What to work on:
Look for the line containing "Could you kindly point to the wall-mounted" in the listing below. Retype that line and every subsequent line through the last one, and only those.
┄┄┄┄┄┄┄┄┄┄┄┄┄┄┄┄┄┄┄┄
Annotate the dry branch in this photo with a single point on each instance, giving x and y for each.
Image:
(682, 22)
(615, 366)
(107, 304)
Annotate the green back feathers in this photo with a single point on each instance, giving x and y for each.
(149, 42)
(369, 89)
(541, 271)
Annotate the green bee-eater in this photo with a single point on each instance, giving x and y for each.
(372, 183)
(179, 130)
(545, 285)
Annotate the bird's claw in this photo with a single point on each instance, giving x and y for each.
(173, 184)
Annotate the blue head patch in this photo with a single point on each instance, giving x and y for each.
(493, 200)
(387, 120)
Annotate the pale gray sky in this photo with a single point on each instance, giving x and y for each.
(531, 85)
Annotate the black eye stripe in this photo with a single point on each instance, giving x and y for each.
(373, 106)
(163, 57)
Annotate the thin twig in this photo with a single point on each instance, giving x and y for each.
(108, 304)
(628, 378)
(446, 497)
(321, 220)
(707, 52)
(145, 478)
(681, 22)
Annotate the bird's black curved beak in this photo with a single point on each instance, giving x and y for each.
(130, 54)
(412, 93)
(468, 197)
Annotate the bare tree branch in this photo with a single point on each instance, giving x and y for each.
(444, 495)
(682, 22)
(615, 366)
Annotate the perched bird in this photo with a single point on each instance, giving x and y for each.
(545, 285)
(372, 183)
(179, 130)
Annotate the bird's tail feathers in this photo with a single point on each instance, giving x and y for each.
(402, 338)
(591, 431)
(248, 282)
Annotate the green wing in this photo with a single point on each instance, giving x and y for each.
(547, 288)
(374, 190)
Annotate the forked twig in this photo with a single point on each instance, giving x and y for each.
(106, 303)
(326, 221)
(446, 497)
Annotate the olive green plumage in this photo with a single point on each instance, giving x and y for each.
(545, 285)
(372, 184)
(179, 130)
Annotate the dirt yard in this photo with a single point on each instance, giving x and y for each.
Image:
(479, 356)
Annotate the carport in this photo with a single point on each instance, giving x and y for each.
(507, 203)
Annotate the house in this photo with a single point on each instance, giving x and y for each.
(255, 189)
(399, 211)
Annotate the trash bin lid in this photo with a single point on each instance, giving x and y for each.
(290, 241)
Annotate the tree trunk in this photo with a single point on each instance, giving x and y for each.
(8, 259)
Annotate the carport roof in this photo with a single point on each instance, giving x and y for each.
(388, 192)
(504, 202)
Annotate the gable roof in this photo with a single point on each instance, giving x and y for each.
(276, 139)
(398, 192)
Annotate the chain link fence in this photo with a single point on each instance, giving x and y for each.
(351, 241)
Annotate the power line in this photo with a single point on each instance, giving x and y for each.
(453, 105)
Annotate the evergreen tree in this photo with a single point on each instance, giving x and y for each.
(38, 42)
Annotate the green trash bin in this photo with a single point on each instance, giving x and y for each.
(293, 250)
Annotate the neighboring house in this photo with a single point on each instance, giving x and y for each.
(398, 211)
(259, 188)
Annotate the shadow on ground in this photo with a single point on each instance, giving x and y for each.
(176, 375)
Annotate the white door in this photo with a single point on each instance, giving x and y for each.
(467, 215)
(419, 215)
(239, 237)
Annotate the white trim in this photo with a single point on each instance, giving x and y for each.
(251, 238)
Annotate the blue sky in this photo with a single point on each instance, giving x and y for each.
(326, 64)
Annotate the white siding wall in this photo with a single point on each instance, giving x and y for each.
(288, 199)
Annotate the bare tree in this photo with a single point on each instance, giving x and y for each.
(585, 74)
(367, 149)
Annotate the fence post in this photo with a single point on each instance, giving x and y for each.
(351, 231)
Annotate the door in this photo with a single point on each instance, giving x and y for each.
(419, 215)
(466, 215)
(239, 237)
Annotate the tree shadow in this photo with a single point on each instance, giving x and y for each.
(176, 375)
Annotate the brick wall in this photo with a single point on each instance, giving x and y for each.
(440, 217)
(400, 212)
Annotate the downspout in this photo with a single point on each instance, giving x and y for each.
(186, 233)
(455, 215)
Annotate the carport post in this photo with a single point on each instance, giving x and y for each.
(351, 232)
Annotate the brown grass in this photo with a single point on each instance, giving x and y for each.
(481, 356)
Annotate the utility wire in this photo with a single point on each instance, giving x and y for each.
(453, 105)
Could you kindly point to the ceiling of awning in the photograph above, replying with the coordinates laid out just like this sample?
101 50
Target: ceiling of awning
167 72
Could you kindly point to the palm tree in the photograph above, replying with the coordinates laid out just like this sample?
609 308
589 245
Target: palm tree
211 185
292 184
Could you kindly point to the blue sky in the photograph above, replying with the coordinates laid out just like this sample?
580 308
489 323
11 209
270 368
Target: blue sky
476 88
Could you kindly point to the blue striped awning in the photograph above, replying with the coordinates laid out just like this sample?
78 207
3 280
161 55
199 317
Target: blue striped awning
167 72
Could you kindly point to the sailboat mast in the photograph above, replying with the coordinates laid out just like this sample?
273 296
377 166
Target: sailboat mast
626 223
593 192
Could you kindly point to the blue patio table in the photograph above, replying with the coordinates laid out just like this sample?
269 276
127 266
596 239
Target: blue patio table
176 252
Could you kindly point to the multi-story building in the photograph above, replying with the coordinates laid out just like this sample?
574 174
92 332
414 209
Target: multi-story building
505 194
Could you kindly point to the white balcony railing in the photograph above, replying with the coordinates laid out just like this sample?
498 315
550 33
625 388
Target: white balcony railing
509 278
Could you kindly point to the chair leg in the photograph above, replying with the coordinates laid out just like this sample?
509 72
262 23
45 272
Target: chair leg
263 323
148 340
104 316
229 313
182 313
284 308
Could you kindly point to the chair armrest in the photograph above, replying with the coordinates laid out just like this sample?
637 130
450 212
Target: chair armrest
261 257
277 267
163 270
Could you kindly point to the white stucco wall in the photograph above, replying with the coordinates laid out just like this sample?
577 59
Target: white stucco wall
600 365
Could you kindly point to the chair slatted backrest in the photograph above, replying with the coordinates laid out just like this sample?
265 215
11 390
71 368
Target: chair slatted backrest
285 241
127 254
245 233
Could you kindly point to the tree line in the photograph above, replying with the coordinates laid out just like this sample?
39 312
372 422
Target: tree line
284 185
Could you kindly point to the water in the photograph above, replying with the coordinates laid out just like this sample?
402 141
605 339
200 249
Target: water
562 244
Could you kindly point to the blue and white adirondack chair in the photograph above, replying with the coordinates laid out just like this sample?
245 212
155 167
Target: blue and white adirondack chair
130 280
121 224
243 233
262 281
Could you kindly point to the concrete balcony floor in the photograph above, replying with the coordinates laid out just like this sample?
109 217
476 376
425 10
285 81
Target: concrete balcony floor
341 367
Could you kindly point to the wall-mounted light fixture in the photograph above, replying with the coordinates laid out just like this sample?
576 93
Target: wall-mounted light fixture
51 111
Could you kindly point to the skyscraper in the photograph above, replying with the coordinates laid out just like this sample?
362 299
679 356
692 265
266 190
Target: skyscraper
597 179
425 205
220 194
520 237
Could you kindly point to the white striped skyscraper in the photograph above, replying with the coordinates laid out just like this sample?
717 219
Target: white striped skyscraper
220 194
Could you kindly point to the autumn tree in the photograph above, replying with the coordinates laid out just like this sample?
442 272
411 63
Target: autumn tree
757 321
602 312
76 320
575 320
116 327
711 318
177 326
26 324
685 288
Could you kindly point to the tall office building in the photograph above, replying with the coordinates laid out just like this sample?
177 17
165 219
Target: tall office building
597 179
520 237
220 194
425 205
┄┄┄┄┄┄┄┄┄┄┄┄┄┄┄┄┄┄┄┄
The response:
Could you kindly point to the wall-mounted light fixture in the photograph above, replying with the coordinates laid out just like this sample?
576 93
Target: wall-mounted light fixture
51 111
Could you kindly point to the skyscraper in the photograph above, replying with the coordinates laid out just like this sample?
362 299
679 356
692 265
266 190
Target: skyscraper
597 179
425 205
220 194
520 237
Could you kindly point to the white striped skyscraper in the photograph above, replying with the coordinates laid out just like this sample?
717 219
Target: white striped skyscraper
220 194
Could you kindly point to the autumn tree in the photograph above, replying with the coordinates laid out just like this sample?
442 272
411 63
Target: autumn tree
757 321
602 312
76 320
575 320
116 327
711 318
177 326
26 324
685 288
Could you kindly point to the tall office building in the photograph above, replying with the coordinates laid out just like this sample?
177 17
165 219
Target: tall office building
597 179
520 237
220 194
425 205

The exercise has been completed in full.